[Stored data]
▼

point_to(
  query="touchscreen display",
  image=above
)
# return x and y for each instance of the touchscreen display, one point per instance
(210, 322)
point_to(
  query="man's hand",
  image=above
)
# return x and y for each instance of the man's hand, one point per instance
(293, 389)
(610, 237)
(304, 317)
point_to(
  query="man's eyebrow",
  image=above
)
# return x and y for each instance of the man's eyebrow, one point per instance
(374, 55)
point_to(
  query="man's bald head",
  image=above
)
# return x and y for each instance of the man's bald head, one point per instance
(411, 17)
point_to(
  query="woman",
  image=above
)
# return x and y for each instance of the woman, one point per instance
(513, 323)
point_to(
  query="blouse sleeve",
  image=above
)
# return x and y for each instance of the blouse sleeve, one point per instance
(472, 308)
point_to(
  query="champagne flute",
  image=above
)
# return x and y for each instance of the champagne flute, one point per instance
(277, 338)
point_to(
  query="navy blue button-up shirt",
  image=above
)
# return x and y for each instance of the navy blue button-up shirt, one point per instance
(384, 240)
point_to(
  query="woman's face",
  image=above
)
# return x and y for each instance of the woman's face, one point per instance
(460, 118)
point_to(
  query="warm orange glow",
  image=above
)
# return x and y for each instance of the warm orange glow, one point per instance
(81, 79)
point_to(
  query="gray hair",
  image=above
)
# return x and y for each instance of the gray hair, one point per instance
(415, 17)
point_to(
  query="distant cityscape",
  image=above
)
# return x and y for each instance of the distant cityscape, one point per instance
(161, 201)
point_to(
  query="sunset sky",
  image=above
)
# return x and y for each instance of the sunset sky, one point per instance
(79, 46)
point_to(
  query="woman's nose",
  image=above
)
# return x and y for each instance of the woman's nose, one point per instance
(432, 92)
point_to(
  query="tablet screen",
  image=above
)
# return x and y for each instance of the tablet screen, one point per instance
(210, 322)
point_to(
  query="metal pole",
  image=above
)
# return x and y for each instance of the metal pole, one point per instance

▲

### DIRECTIONS
Print out all the entries precisely as written.

### TASK OUTPUT
point_to(
  query="touchscreen display",
  image=above
)
# return x and y for each instance of the touchscreen display, one point per instance
(210, 322)
point_to(
  query="man's hand",
  image=above
)
# return x and y for each instance of the man's hand, one point per instance
(293, 389)
(610, 237)
(304, 317)
point_to(
  query="man's eyebrow",
  image=above
)
# return x and y for each instance of the man's eyebrow, one point per instance
(374, 55)
point_to(
  query="man's bald head",
  image=above
)
# return x and y for each instance of the man's bald head, one point per instance
(411, 17)
point_to(
  query="woman",
  image=above
)
# return x and y for each instance of the woman, one point per instance
(513, 323)
point_to(
  query="blouse sleeve",
  image=above
)
# return x and y for each instance of the blouse sleeve, one point per instance
(472, 308)
point_to(
  query="champagne flute",
  image=above
)
# return x and y for each instance of the champagne flute, one point per instance
(277, 338)
point_to(
  query="navy blue button-up shirt",
  image=above
)
# return x and y for each instance of the navy blue button-up shirt, one point per instance
(384, 240)
point_to(
  query="woman's face",
  image=above
)
# return x and y for each instance of the woman's face, one point per instance
(460, 118)
point_to(
  query="warm orange glow",
  image=above
)
# return x and y for each instance of the warm orange glow, one point per instance
(81, 79)
point_to(
  query="gray hair",
  image=above
)
# return x and y for each instance of the gray hair, one point per instance
(415, 17)
point_to(
  query="distant cityscape",
  image=above
)
# return x and y for each instance of the distant cityscape, one point per instance
(161, 201)
point_to(
  query="sunset sky",
  image=above
)
# return x and y for each instance of the sunset sky, one point per instance
(79, 46)
point_to(
  query="woman's nose",
  image=above
)
# return x and y for each instance of the woman's nose, one point per instance
(432, 92)
point_to(
  query="tablet screen",
  image=above
)
# return x and y for each instance of the tablet screen, one point per instance
(210, 322)
point_to(
  query="metal pole",
  image=above
)
# return x and y for each instance of the metal pole, one point per instance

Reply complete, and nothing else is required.